## Assigned task
Reproduce the listing in its entirety. Do not reproduce the pictures.

[Opening Given data section]

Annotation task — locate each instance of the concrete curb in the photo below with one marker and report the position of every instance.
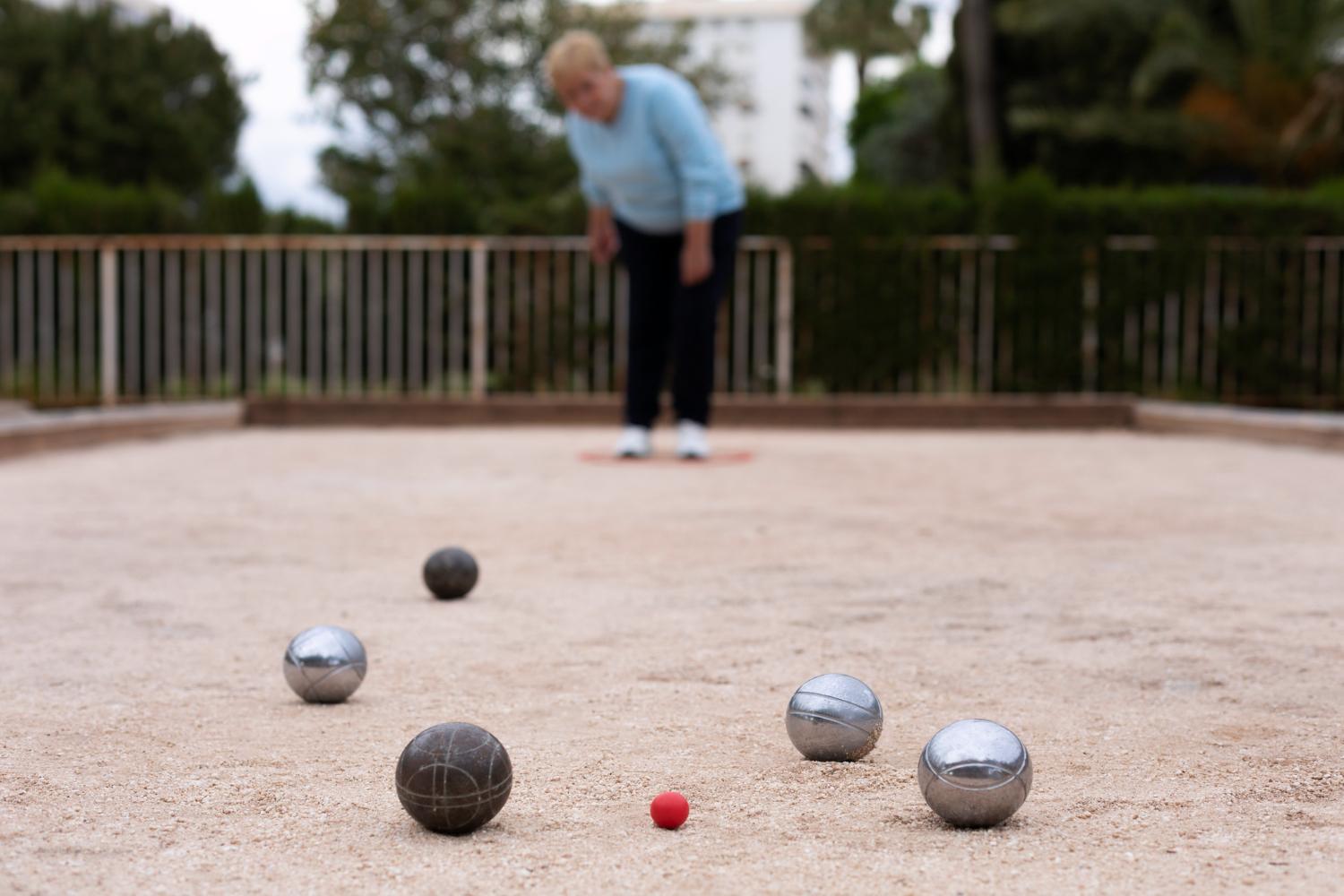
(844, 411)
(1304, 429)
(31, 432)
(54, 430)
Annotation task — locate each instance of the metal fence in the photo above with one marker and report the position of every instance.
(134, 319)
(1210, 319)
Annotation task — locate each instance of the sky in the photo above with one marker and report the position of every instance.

[Closing Given data section]

## Solution for this task
Annotation task — locate each instance of the concrete curb in the photo below with one marker and report the position of every instance.
(844, 411)
(1304, 429)
(31, 432)
(54, 430)
Annotation task — locate each instance of the metal fence in the photo above with one marker and report the position of every instance.
(134, 319)
(1210, 319)
Annotation task — locate each instance of the sky in the photo above with one marker and report the position of every instance.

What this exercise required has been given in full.